■ EXCERPTED TEXT ■
[Start]

The Long & interesting life of the Pretzel:

The true invention of the pretzel is not clearly known. There are stories coming from Italy, southern France, and Germany. However it is a wide belief that the pretzel did originate in Europe among the monasteries in the Early Middle Ages.

The Italian monk

The Italian monk

Most popular story:

In A.D. 610 an Italian monk was teaching distracted catechism students. Frustrated and eager to motivate his students he decided to create a treat with leftover bread dough. He rolled out the ropes of dough, twisted them to resemble hands crossed on the chest in prayer, and baked them. (or as Alison thinks them resemble arms hugging God). The monk named his snacks pretiola, Latin for “little reward” and gave them to the children when they memorized their prayers. The parents of the students’ reffered to the treats as brachiola, “little arms”. And when pretiola arrived in Germany, they were called a brezel (bretzeln for plural).

Actual record:

Although the story suggests they were invented in Italy, the earliest known record comes from Germany. Since at least the 12th century in southern Germany the pretzel has been in use as an emblem of bakers and formerly their guilds. A 12th century illustration in the “Hortus Deliciarum” from the southwest German Alsace region (now France) may contain the earliest depicition of a pretzel.

The baker's emblem with lions.

The baker’s emblem with lions.

In Austria, outside of many bakeries their sign will depict a lion holding a pretzel shaped shield. According to legend dating back to 1510, pretzel bakers working before dawn heard the Ottoman Turks tunneling Under Vienna’s city walls. Upon hearing the noise they sounded an alarm and the city was saved. The Viennese king rewarded the bakers with their unique coat of arms.

Hard pretzels:

Hard pretzels were invented in the late 1600s in a Pennsylvania bakery. An apprentice fell asleep while baking pretzels. When he awoke he discovered that he had accidently overbaked the pretzels making them crunchy and seemingly inedible. While scolding the apprentice the master baker to an angry bite out of one of the pretzels and loved it. And so the apprentice didn’t lose his job.

In 1861, Lititz, Pennsylvania, the first commercial pretzel bakery was opened by Julius Sturgis. The original pretzel recipe came from a down-on-his-luck job seeker who gave it to Julius as a thank you for feeding him dinner. Pretzels were handmade until the 1930s. The average worker could twist 40 pretzels a minute. In 1935 the first automated pretzel machine was introduced by the Reading Pretzel Machinery Company. This machine allowed large bakeries to make 245 pretzel per minute.


“Bretzeln” today:

Almost every city in the Germany has its own way of baking them. They are sold in every bakery and in special booths or stands in downtown streets.

Flours: Whole wheat, rye, or spelt

Popular toppings: Sesame, poppy, sunflower, pumpkin, or caraway seeds, melted cheese, and bacon bits. As sweet pastries they can also be topped with icing, nuts, and cinnamon.

Around Christmas they can be made of soft gingerbread, “Lebkuchen”, and topped with a chocolate coating.

Lye pretzels are popular in southern Germany, Alsace, Austria, and German-speaking Switzerland as a variety of bread, a side dish or a snack. Often they are sliced horizontally, buttered, and sold as “Butterbrezel”, or come with slices of cold meats or cheese.

[End]

■ MATERIAL SHOWN ■
[Start]

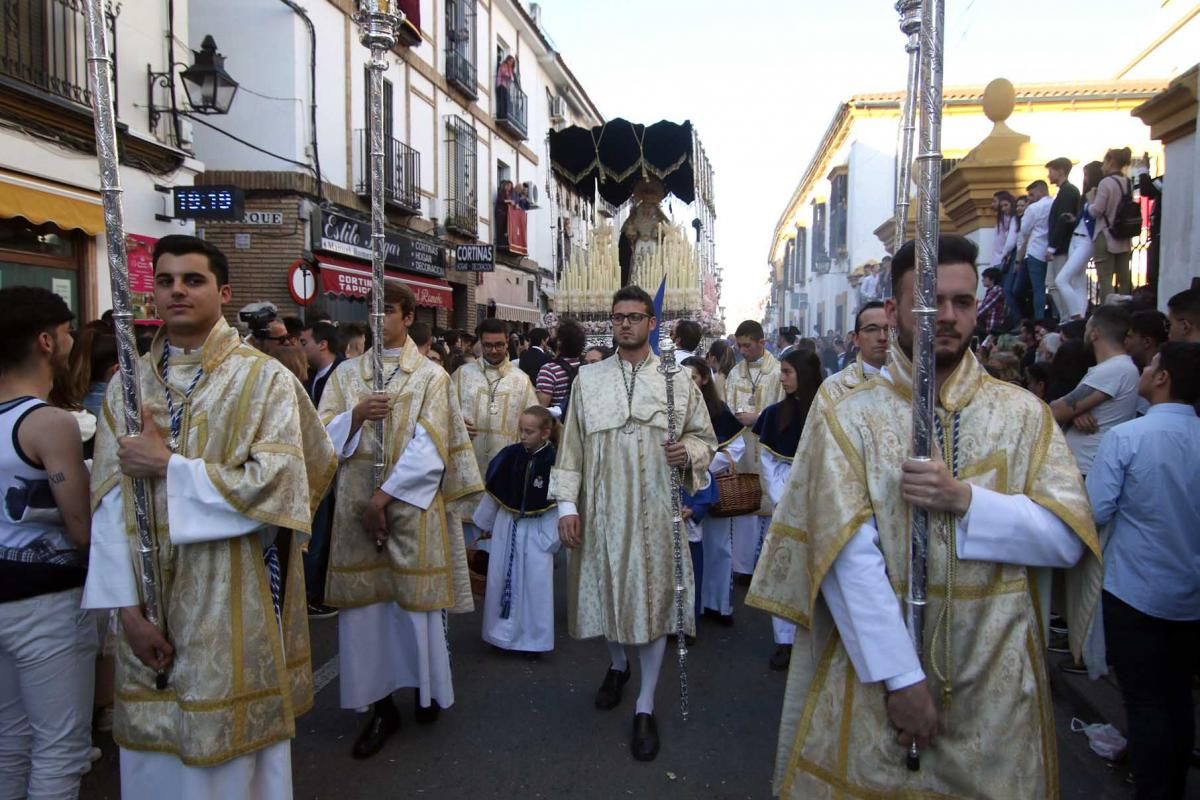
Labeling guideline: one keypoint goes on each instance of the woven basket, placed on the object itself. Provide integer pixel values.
(738, 493)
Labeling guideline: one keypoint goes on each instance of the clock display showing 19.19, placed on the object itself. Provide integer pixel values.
(208, 203)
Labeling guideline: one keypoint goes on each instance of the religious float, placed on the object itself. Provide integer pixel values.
(635, 206)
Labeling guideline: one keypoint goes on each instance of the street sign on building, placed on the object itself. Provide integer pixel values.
(475, 258)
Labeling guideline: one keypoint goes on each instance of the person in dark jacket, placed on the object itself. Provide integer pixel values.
(1062, 224)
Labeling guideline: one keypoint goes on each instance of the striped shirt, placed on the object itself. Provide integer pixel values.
(553, 380)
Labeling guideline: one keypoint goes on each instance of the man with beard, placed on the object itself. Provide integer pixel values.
(1002, 497)
(751, 386)
(232, 449)
(47, 647)
(397, 560)
(612, 482)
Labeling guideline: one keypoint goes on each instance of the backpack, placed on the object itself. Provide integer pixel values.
(1126, 222)
(571, 372)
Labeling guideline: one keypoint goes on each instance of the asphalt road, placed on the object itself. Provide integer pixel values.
(525, 728)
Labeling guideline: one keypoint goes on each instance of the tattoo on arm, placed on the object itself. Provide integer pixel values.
(1078, 395)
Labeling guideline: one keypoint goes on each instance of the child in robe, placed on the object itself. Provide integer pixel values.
(522, 521)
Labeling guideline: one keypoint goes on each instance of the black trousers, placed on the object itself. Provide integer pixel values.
(1155, 660)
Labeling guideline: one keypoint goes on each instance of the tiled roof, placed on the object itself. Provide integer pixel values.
(1027, 92)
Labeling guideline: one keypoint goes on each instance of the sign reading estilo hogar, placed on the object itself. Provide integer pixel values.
(337, 233)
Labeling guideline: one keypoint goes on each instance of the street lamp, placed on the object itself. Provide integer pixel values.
(209, 88)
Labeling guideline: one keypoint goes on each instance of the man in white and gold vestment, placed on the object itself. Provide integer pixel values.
(397, 560)
(1003, 498)
(612, 482)
(232, 449)
(491, 392)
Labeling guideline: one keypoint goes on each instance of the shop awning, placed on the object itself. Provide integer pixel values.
(516, 313)
(41, 202)
(353, 280)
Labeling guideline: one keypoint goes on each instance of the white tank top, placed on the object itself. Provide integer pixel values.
(28, 511)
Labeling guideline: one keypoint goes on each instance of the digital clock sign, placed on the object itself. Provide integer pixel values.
(208, 203)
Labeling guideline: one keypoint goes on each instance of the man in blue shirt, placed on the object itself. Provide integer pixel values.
(1145, 481)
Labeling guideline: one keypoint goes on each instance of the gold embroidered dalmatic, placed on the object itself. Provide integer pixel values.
(621, 582)
(754, 388)
(982, 637)
(424, 565)
(492, 398)
(234, 686)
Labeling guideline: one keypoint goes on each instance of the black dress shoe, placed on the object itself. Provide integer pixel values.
(425, 714)
(379, 727)
(781, 657)
(609, 695)
(645, 744)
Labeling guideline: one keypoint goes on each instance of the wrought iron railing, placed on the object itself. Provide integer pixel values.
(42, 46)
(511, 110)
(461, 72)
(401, 172)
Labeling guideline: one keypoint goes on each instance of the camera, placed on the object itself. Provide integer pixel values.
(257, 317)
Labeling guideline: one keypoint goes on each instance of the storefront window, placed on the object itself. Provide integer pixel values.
(41, 256)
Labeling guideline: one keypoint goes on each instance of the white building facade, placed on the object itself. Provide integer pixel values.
(459, 133)
(837, 221)
(52, 229)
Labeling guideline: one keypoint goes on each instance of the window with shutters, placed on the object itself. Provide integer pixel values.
(839, 210)
(461, 71)
(462, 211)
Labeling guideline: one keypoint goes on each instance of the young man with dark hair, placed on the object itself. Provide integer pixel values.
(991, 312)
(322, 347)
(750, 388)
(397, 559)
(537, 355)
(1183, 312)
(555, 379)
(687, 336)
(1146, 482)
(1033, 242)
(612, 482)
(492, 394)
(232, 449)
(47, 647)
(1002, 497)
(1062, 226)
(1108, 394)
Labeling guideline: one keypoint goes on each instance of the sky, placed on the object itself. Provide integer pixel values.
(761, 79)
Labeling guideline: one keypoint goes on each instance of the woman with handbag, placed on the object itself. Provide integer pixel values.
(779, 428)
(717, 529)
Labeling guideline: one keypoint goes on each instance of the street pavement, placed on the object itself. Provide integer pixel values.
(522, 728)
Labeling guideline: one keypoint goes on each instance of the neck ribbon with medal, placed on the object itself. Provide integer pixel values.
(173, 413)
(630, 384)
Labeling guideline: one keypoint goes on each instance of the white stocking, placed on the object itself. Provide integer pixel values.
(617, 657)
(651, 657)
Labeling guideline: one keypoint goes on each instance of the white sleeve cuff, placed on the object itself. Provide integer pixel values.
(905, 680)
(867, 612)
(1014, 529)
(196, 511)
(112, 581)
(418, 474)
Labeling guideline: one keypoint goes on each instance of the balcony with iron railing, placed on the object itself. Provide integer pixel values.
(511, 110)
(461, 72)
(42, 48)
(401, 172)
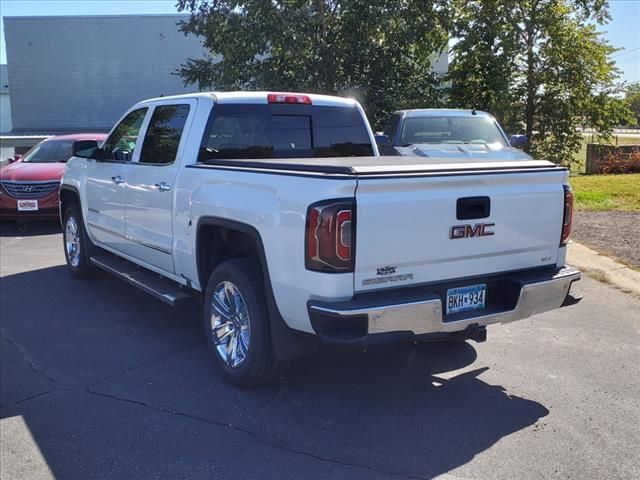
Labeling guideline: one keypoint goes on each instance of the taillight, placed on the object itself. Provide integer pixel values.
(330, 236)
(288, 98)
(567, 216)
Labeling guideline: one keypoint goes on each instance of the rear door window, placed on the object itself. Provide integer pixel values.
(237, 131)
(163, 135)
(122, 141)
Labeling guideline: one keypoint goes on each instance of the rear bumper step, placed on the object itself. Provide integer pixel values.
(415, 311)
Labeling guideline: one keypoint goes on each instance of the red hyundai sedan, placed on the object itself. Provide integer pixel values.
(30, 185)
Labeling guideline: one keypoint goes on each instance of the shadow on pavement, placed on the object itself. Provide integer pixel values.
(112, 383)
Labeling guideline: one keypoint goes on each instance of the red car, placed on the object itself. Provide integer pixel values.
(30, 185)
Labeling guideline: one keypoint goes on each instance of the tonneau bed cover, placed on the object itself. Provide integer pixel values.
(378, 166)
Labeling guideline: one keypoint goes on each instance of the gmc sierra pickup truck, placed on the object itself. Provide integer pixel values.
(277, 210)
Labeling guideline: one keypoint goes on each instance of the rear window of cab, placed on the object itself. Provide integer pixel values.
(245, 131)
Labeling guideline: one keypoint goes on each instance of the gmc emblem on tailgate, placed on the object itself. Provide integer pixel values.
(469, 231)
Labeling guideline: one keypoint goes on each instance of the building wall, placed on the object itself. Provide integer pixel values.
(81, 73)
(5, 105)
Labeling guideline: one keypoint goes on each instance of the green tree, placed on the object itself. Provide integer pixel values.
(632, 99)
(378, 52)
(539, 65)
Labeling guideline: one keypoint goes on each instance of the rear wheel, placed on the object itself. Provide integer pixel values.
(236, 324)
(77, 245)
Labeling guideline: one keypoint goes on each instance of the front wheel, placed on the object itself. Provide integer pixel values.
(236, 324)
(76, 243)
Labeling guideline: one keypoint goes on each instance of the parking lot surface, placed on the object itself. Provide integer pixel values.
(99, 380)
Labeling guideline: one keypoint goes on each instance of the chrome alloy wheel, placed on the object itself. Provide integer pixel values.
(230, 324)
(72, 241)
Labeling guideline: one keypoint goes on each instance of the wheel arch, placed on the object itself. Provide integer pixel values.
(288, 343)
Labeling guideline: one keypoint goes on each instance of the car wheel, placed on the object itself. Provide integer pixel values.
(236, 324)
(76, 243)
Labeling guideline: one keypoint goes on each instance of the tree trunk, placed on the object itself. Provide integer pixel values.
(531, 92)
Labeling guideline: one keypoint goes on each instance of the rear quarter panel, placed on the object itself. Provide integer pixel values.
(275, 205)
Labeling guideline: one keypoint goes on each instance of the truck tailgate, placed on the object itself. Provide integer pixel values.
(404, 225)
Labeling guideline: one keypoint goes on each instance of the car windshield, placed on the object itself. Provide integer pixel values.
(450, 129)
(50, 151)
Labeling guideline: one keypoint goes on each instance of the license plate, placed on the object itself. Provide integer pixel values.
(27, 205)
(463, 299)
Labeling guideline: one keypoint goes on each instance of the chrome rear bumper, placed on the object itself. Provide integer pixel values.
(419, 310)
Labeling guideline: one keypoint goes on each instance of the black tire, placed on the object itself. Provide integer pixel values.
(259, 365)
(78, 264)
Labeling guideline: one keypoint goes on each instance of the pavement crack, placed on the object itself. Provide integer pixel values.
(256, 437)
(27, 358)
(37, 395)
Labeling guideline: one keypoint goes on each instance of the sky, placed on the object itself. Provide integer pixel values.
(622, 32)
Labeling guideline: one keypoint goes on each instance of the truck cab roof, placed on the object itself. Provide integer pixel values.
(258, 98)
(439, 112)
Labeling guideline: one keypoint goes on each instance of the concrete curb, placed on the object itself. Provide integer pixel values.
(600, 265)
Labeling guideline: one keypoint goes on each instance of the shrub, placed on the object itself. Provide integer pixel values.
(620, 162)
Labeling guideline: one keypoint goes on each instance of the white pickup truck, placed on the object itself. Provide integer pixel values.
(279, 210)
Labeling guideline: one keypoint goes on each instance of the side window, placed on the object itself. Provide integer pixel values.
(121, 143)
(163, 134)
(391, 126)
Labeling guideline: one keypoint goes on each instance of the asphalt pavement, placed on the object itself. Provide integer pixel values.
(100, 381)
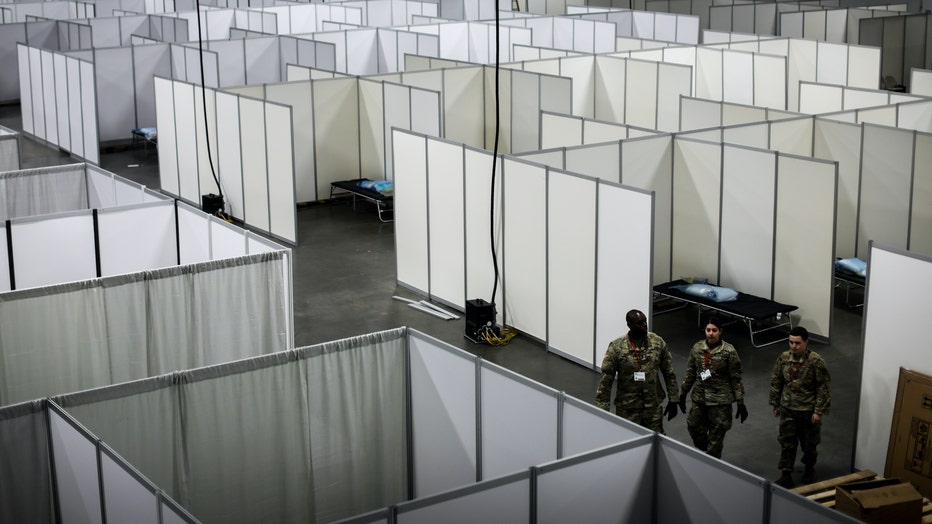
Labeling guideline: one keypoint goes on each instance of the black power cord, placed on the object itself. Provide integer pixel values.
(210, 158)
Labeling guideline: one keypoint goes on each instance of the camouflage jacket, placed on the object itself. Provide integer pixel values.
(724, 386)
(801, 384)
(621, 359)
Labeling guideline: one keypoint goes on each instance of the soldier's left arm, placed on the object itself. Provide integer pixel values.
(734, 370)
(823, 388)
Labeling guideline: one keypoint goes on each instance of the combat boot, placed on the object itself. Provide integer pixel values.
(809, 475)
(785, 480)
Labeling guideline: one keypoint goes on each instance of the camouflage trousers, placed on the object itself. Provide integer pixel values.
(650, 418)
(707, 426)
(796, 427)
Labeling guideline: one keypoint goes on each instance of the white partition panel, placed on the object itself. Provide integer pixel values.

[End]

■ REQUIRED WORK ■
**A.** Write out word for word the portion of the pretzel article that begins with "Although the story" and ends with "coat of arms.".
**B.** Name every place the pretzel article gives as one where lye pretzels are popular.
The listing stands apart from the pretzel article and is not part of it.

■ SOLUTIONS TO EACH TASK ■
**A.**
Although the story suggests they were invented in Italy, the earliest known record comes from Germany. Since at least the 12th century in southern Germany the pretzel has been in use as an emblem of bakers and formerly their guilds. A 12th century illustration in the “Hortus Deliciarum” from the southwest German Alsace region (now France) may contain the earliest depicition of a pretzel.

The baker's emblem with lions.

The baker’s emblem with lions.

In Austria, outside of many bakeries their sign will depict a lion holding a pretzel shaped shield. According to legend dating back to 1510, pretzel bakers working before dawn heard the Ottoman Turks tunneling Under Vienna’s city walls. Upon hearing the noise they sounded an alarm and the city was saved. The Viennese king rewarded the bakers with their unique coat of arms.

**B.** Southern Germany, Alsace, Austria, and German-speaking Switzerland.